▶ _INSTRUCTIONS TO FOLLOW_:
Nothing in the entries below may be altered; print them as they stand.

*** INPUT Section Begins ***

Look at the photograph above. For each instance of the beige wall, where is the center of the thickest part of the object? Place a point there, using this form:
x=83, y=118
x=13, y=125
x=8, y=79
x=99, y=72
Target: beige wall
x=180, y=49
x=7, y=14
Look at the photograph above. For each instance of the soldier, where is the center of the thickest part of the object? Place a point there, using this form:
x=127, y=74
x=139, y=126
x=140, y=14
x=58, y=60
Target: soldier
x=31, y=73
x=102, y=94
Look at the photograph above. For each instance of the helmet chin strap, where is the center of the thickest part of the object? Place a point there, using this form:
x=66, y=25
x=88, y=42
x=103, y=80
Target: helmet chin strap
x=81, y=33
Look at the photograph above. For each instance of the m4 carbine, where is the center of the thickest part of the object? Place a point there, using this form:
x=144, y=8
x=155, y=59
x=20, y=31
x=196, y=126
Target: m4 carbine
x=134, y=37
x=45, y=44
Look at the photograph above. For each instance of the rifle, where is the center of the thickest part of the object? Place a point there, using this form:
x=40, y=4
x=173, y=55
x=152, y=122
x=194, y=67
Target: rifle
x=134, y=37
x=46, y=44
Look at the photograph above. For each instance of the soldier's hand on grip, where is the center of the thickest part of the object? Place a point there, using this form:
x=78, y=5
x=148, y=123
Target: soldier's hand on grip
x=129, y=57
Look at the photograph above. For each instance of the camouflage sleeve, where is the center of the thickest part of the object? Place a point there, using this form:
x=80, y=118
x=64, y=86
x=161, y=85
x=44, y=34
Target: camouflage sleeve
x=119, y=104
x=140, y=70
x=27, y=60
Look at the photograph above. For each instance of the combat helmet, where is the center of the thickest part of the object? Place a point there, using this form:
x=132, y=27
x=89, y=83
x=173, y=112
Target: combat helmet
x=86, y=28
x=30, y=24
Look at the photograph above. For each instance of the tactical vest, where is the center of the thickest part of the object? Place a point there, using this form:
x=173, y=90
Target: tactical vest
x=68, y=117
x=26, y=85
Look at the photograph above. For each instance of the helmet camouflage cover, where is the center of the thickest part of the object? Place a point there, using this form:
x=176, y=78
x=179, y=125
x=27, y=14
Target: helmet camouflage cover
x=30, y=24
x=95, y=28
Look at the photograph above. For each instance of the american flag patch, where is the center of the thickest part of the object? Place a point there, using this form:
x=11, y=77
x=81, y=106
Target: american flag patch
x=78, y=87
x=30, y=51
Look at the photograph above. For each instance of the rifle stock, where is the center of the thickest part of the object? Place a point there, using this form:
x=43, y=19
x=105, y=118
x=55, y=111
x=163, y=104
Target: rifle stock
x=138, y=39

*** INPUT Section Ends ***

▶ _THE COMPLETED TASK_:
Look at the photograph above. For each instance of the beige wall, where is the center of the thickest part of the object? Place a point there, using this form:
x=83, y=118
x=13, y=125
x=8, y=79
x=99, y=72
Target: beige wall
x=180, y=49
x=7, y=14
Look at the photograph above. For each instance of the soldier, where is the center of the thickest part of the object? Place a point there, using this form:
x=127, y=74
x=139, y=126
x=140, y=14
x=58, y=60
Target: soldier
x=31, y=73
x=102, y=94
Look at the photograph above. For each instance of the helmet chin strap, where is the center of the thickest part of the object? Place a point there, using this form:
x=66, y=25
x=88, y=42
x=103, y=80
Target: helmet chin strap
x=81, y=33
Look at the photograph above. For each instance of the m4 carbine, where is the center of the thickest part of the object? Place a point there, using this form:
x=144, y=8
x=155, y=59
x=20, y=31
x=196, y=126
Target: m4 carbine
x=134, y=37
x=45, y=44
Look at the photograph above. For each instance of the rifle, where is the center of the thickest part of the object? Place a point there, using this form:
x=40, y=4
x=173, y=55
x=152, y=122
x=194, y=67
Target: rifle
x=134, y=37
x=46, y=44
Look at the photograph above. For each instance of the soldier's hand on grip, where is the center of the thickest part of the object? Place a point there, using this form:
x=78, y=5
x=148, y=123
Target: soldier's hand on grip
x=129, y=57
Look at the photograph above. For each instance of the camouflage sleeve, where is the center of the thickest part of the object? Place a point there, using this form:
x=80, y=118
x=64, y=86
x=161, y=85
x=44, y=34
Target: camouflage sleeve
x=119, y=104
x=140, y=70
x=27, y=60
Look at the photograph above. For each instance of the combat helmet, where is the center of the thickest part of the object? Place a point there, using this form:
x=132, y=27
x=89, y=83
x=173, y=112
Target: combat helmet
x=86, y=28
x=30, y=24
Look at the photograph above. For each instance of the tactical vest, where is the center of the thickest part of the object? Place a point there, using this form:
x=173, y=90
Target: tactical vest
x=68, y=117
x=26, y=85
Look at the photograph above. For each instance of the helmet camouflage cover, where is the center of the thickest part of the object? Place a point there, using this form:
x=176, y=78
x=179, y=125
x=27, y=14
Target: helmet camouflage cover
x=30, y=24
x=95, y=28
Look at the photograph above. For each instance of the american flag patch, where is the center of the thickest part of the object? Place a point there, using this form:
x=11, y=77
x=81, y=106
Target: american flag patch
x=78, y=87
x=30, y=51
Look at the photograph above. For each instance of the rifle stock, where is the center of the thickest part of the object? Place a point there, using this form:
x=43, y=19
x=105, y=118
x=55, y=111
x=163, y=104
Target: rifle stock
x=138, y=39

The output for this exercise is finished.